*** DOCUMENT SEGMENT Section Begins ***
In light of increasing pressures on the NHS, leveraging proven innovations and improvements that have the potential to improve patient outcomes or reduce costs is arguably more important than ever. The Health Foundation has supported many projects that have achieved powerful improvements in the quality of healthcare in local communities. Now the challenge is how to scale this impact to the benefit of more people and society as a whole.

The Health Foundation has been working with Spring Impact to explore the potential for social licensing and franchising to support the scale up of proven solutions operating in health and social care. This work has included completing a literature review, interviews with experts from across the health system, developing criteria for organisations suitable for scaling using these approaches and carrying out workshops with 15 past grantees to further investigate this potential.

The research highlighted that many promising solutions fail to scale their outcomes to new locations effectively. The teams who develop those solutions overwhelmingly rely on dissemination methods, which do not have an on-going relationship between the teams that develop the solution and the teams that adopt the solution, such as journal articles or toolkits. Social licensing and franchising appear to be particularly underused in the health system 

As a result, the Health Foundation are further exploring the potential for social franchising and social licensing within the UK health sector by working directly with four selected projects. The four projects have been identified from the previous phase of work as having the most potential to scale through social franchising or licensing. These projects will receive:

  • funding and support from the Health Foundation

  • a programme of consultancy support from ICSF to design their replication model and supporting processes and documentation 

  • support from an evaluator to gather data feeding into an evaluation and support teams with quality control.
*** DOCUMENT SEGMENT Section Ends ***
*** SUPPLIED INFORMATION Section Begins ***
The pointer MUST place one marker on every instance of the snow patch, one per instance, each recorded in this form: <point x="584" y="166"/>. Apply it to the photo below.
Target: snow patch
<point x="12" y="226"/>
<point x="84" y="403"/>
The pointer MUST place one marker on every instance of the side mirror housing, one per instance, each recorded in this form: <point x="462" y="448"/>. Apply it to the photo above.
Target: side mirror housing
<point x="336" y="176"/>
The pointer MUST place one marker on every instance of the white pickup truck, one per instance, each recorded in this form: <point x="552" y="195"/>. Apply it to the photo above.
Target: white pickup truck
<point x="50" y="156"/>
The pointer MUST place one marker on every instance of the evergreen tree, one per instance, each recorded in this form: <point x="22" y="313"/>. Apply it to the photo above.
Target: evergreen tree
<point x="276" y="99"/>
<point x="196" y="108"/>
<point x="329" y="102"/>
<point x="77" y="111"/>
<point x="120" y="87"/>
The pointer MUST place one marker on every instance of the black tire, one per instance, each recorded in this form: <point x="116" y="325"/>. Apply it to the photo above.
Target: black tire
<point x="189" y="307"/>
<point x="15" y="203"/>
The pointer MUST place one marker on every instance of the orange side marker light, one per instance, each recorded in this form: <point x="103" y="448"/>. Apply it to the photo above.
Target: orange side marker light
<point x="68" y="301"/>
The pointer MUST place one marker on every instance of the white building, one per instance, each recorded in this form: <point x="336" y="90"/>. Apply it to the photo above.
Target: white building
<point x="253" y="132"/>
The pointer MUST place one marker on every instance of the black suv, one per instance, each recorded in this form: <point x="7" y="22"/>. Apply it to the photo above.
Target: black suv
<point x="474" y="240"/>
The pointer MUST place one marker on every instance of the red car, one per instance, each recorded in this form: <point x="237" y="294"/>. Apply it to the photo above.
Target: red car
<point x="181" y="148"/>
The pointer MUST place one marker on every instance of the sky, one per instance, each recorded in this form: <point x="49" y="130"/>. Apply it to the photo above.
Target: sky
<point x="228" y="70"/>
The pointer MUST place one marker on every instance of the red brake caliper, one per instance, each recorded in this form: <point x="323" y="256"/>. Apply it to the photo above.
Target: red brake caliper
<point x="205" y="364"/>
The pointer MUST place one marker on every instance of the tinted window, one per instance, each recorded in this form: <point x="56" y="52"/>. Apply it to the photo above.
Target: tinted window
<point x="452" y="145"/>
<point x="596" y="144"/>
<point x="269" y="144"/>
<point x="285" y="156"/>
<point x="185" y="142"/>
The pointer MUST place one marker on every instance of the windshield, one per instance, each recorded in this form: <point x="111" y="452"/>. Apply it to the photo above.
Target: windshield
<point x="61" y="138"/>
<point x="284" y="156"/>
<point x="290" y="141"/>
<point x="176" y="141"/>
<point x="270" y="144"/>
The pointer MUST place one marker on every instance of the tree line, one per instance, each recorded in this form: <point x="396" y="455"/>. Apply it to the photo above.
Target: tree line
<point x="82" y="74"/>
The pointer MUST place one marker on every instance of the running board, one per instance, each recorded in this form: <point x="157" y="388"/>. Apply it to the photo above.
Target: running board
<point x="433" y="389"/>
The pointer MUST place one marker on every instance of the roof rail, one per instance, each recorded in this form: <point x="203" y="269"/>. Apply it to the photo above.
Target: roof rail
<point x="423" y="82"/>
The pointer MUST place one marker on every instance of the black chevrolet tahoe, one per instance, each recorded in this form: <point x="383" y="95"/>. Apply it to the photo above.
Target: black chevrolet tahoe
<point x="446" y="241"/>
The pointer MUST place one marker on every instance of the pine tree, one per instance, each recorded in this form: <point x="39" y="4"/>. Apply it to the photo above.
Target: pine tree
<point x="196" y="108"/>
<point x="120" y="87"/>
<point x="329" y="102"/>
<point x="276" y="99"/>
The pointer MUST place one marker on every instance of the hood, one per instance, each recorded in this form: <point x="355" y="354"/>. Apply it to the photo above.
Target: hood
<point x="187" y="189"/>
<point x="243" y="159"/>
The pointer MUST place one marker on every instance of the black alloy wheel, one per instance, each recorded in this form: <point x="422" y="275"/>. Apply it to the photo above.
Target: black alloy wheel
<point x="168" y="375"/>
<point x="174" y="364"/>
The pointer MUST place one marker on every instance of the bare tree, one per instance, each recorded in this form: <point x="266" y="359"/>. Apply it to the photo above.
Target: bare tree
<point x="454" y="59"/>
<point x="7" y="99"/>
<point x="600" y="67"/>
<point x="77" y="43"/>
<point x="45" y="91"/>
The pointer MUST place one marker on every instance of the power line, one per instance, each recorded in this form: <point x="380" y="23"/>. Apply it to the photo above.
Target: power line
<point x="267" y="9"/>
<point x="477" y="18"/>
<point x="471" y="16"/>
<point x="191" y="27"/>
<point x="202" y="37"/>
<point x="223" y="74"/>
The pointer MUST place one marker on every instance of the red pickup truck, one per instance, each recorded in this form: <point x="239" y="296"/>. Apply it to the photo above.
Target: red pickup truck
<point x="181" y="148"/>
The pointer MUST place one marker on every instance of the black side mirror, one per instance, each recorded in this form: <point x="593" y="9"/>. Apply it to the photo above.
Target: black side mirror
*** SUPPLIED INFORMATION Section Ends ***
- [TASK REQUIREMENTS]
• 1. From the Health Foundation text on scaling, return everything from "The Health Foundation has been" down to "investigate this potential.", copied exactly.
• 2. In one to three sentences, explain why the Health Foundation text says the Health Foundation is further exploring social franchising and social licensing in the UK health sector.

- [SOLUTIONS IN ORDER]
• 1.
The Health Foundation has been working with Spring Impact to explore the potential for social licensing and franchising to support the scale up of proven solutions operating in health and social care. This work has included completing a literature review, interviews with experts from across the health system, developing criteria for organisations suitable for scaling using these approaches and carrying out workshops with 15 past grantees to further investigate this potential.

• 2. The research found that many promising solutions fail to scale their outcomes to new locations effectively. Their teams rely overwhelmingly on dissemination methods such as journal articles or toolkits, which keep no ongoing relationship between the teams that develop a solution and those that adopt it, and social licensing and franchising appear particularly underused in the health system.